*Selected extract*.
________
AI-generated card output: visually generic, with no auto-layout and elements detached from the design system — despite having the full Figma file linked. Having the system isn’t the same as reading it.
And verification, when it’s needed, is only the surface of the problem. The harder kind of judgment sits earlier in the process: reading what a client is really after beyond the brief, deciding which trade-offs are worth taking on, choosing what not to build, defending an edge case that the average flow would erase. When that layer is missing, the output tends to be confidently generic — well-composed screens that solve a slightly wrong problem. The failure isn’t loud. It’s a product that looks fine and feels indistinct — and that kind of failure shows up months later, when no one is left to explain why each decision was made the way it was. The tool can produce the screen. It can’t be held accountable for it.
What this means for the designer’s role
Taken together, these shifts point to something interesting: the role is moving toward orchestration. The designer becomes an orchestrator — not the person producing every artifact, but the one deciding how those artifacts come into existence. We’re producing fewer artifacts by hand and spending more time deciding which artifacts should exist at all — which flows are worth exploring, which screens deserve manual care, which pieces of the system the AI shouldn’t touch.
________
*The data*.
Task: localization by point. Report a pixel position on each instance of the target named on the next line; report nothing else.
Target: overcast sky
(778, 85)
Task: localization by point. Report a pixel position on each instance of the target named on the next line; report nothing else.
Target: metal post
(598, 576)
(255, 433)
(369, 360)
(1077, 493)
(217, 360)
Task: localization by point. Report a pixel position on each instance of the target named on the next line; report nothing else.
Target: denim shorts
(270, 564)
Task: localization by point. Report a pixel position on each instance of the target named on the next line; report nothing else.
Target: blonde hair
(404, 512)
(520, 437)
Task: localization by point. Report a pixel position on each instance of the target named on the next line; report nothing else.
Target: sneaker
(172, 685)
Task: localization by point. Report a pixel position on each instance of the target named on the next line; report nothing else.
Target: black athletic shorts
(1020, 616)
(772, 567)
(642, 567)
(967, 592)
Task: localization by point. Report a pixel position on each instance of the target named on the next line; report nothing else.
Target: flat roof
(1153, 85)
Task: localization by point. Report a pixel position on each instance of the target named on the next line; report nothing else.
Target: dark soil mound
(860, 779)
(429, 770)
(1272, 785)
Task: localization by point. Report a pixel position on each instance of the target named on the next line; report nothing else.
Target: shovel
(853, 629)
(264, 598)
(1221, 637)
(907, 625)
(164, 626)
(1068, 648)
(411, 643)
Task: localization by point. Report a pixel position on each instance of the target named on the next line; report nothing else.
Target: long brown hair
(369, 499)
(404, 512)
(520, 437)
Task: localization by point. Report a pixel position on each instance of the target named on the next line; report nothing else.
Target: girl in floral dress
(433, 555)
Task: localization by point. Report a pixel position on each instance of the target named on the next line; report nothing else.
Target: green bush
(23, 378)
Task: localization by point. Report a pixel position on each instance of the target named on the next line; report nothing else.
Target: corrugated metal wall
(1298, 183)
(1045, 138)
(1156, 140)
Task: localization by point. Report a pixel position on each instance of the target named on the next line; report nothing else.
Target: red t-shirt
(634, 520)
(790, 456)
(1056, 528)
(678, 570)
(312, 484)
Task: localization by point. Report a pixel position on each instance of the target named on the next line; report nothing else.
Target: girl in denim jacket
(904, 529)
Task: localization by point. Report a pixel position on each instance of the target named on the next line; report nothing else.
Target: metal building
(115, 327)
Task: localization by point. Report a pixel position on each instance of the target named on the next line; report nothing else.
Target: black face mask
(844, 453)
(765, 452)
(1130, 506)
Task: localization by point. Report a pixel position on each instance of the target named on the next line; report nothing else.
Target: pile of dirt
________
*Problems to solve*.
(a) Reproduce the passage on AI and the designer's role starting at "AI-generated card output: visually" and ending at "as reading it.", but switch "Figma file" to "Sketch file".
(b) Resume the passage on AI and the designer's role from where it stops.
The items were taken from a different source than the passage.

*Results*.
(a)
AI-generated card output: visually generic, with no auto-layout and elements detached from the design system — despite having the full Sketch file linked. Having the system isn’t the same as reading it.

(b)
Upstream, the work is about defining intent — what a product should mean to the people using it, which constraints are non-negotiable, which problem is actually worth solving.
Downstream, the work shifts toward refining, selecting, and deciding — wherever in the toolchain that work happens to land. Shaping hierarchy, ensuring accessibility, maintaining coherence, resolving edge cases, and pushing back on features that add weight without adding value. A lot of design judgment is subtractive: deciding what not to include, what to simplify, what to defend against scope creep. That instinct — less is more, applied with purpose — is precisely what these tools don’t have, because they optimize for plausible output, not for restraint.
This shift isn’t only happening within design. On recent projects, developers have started using tools like Claude Design to explore functionality that comes up in client conversations — generating a working interface before design has been formally involved. The artifact arrives at the design review already half-resolved, and the conversation changes shape: less “let’s design this,” more “let’s interrogate what’s already there.” That review isn’t a rubber stamp — it’s where the work gets sharper, where edge cases surface, where the system stays intact. Generation is moving across roles; judgment is what design is being asked to bring.
Key takeaways
These months of working with these tools — across client projects and internal experiments — left us with a few principles we keep coming back to:
- Producing output is no longer scarce. What is scarce is the judgment that decides what’s worth producing.
- Coherence is upstream of any prompt. Tools optimize for plausible output, not for fit with a brand, a context, or a user.
- Knowing when not to use a tool is becoming as important as knowing how to use it.
- Defending design decisions is part of the work. Tools generate options. Designers explain why a flow goes one way and not another, and stand behind that decision in front of clients and stakeholders.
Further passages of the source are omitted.